● How to complete this task
Down to the last line, set the entries down again exactly.

******************************

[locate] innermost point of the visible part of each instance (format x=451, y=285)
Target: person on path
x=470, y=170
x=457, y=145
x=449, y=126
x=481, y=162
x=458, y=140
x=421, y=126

******************************

● Solution to this exercise
[locate] innermost point of the visible part of each instance (format x=451, y=285)
Target: person on path
x=470, y=170
x=457, y=145
x=449, y=126
x=481, y=162
x=458, y=140
x=421, y=126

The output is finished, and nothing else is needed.